**What to work on**
Every entry here should be copied exactly.

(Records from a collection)

----

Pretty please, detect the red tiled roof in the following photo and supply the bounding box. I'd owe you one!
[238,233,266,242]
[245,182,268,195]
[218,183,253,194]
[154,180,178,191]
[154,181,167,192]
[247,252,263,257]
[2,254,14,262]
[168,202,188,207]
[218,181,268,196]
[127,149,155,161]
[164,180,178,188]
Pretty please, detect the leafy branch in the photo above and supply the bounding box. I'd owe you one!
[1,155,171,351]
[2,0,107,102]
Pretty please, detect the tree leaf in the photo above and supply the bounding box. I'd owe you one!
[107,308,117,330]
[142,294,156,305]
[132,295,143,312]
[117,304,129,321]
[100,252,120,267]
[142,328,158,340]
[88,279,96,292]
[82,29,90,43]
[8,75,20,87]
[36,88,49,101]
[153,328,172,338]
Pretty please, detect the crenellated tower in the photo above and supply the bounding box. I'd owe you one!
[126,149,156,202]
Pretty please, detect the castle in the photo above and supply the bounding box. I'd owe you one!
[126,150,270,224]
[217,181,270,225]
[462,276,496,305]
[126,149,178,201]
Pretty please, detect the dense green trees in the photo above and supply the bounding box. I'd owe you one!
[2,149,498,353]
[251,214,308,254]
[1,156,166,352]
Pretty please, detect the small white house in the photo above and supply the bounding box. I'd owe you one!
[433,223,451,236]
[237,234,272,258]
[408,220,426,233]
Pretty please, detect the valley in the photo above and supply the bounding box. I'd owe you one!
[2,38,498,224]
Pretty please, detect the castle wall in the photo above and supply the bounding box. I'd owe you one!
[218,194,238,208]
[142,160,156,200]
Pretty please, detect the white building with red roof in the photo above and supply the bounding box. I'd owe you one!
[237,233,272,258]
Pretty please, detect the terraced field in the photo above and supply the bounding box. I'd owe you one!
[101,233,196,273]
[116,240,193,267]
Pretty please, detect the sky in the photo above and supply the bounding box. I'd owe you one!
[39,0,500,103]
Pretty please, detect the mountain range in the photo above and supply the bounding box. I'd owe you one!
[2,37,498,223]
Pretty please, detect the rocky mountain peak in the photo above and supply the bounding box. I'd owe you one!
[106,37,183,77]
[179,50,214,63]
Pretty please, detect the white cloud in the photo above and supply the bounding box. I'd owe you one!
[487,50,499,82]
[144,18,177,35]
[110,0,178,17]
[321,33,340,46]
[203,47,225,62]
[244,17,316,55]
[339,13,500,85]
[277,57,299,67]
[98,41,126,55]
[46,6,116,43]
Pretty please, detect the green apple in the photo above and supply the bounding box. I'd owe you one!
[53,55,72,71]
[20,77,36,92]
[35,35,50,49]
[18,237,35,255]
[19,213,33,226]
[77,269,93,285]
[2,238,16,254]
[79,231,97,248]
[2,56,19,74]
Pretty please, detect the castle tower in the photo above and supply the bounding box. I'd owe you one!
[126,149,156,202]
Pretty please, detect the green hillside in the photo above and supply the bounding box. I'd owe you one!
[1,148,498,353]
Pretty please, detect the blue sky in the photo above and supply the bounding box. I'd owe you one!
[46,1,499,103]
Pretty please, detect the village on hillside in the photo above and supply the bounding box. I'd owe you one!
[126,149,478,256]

----

**Exercise answer**
Pretty please, detect the red tiled roof in the following photo and supply the bounding box. I'd owe you one!
[238,233,266,242]
[245,182,268,195]
[218,183,253,194]
[154,180,178,191]
[154,181,167,192]
[247,252,263,257]
[2,254,14,262]
[168,202,188,207]
[218,181,268,196]
[127,149,155,161]
[164,180,178,188]
Pretty please, detect the leafy branch in the photo above and supply the bounding box. I'd owe you one!
[1,155,171,351]
[2,0,107,102]
Pretty please, detect the tree leaf in the photo above and supply the bounding box. I'd owe you one!
[107,308,117,330]
[142,294,156,305]
[132,295,143,312]
[117,304,129,321]
[100,252,120,267]
[142,328,158,340]
[88,279,96,292]
[82,29,90,43]
[8,75,20,87]
[36,88,49,101]
[153,328,172,338]
Pretty please, detect the crenellated tower in the photo above and supply the bounding box. I'd owe you one!
[126,149,156,202]
Pretty please, detect the castle in the photo above and supply the bounding box. I'd owe you one!
[126,150,270,224]
[217,181,270,225]
[462,276,496,305]
[126,149,178,201]
Pretty please, detect the dense green trees in the photo above and supply the bounding box. I'd owe you one!
[2,149,498,353]
[251,214,308,254]
[1,156,166,352]
Pretty please, detect the small white house in the photo above and supply the bounding box. I'd owe you one!
[433,223,451,236]
[237,234,272,258]
[408,220,426,233]
Pretty please, detect the valley in the photo above and supply the bounding box. I'd owe you one!
[2,38,498,224]
Pretty please, detect the castle wall in the photo above and supply the bounding box. I'd owe you one!
[218,194,238,208]
[142,160,156,200]
Pretty please, detect the white building with red roof in the photo above and supply the bounding box. I'd owe you one!
[237,233,272,258]
Pretty please, detect the terraced field in the photo above and supply the bounding box. I'd owe you one!
[101,233,196,273]
[116,240,193,267]
Pretty please, detect the sky in the photo above and supply the bounding box. I'd owe you one!
[39,0,500,103]
Pretty please, detect the mountain range in the photo above and supply the bounding box. I'd owe you one!
[2,37,498,223]
Pretty please, detect the rocky mountain peak in the photo above and supply the bounding box. I'd owe you one!
[106,37,183,77]
[179,50,214,63]
Pretty please, detect the white cloud in the photo above and supply the bounding box. I'd owe you one!
[487,50,499,82]
[144,18,177,35]
[110,0,178,17]
[321,33,340,46]
[203,47,225,62]
[244,17,316,55]
[339,13,500,85]
[277,57,299,67]
[98,41,126,55]
[46,6,116,43]
Pretty please, detect the green apple in the photo above and supply the bounding box. I'd owe you one!
[53,55,72,71]
[20,77,36,92]
[35,35,50,49]
[18,237,35,255]
[19,213,33,226]
[77,269,93,285]
[2,238,16,254]
[79,231,97,248]
[2,56,19,74]
Pretty please, detect the castle tower in the photo above and supply the bounding box. I'd owe you one!
[126,149,156,202]
Pretty please, detect the green hillside in the photo above and supply the bounding box. I'd owe you one!
[1,148,498,353]
Pretty please, detect the blue sky in the photo above and supply the bounding box. I'd owe you one!
[46,1,499,103]
Pretty please, detect the village on hillside in the photo above and supply the bounding box. I'd owe you one!
[126,149,478,256]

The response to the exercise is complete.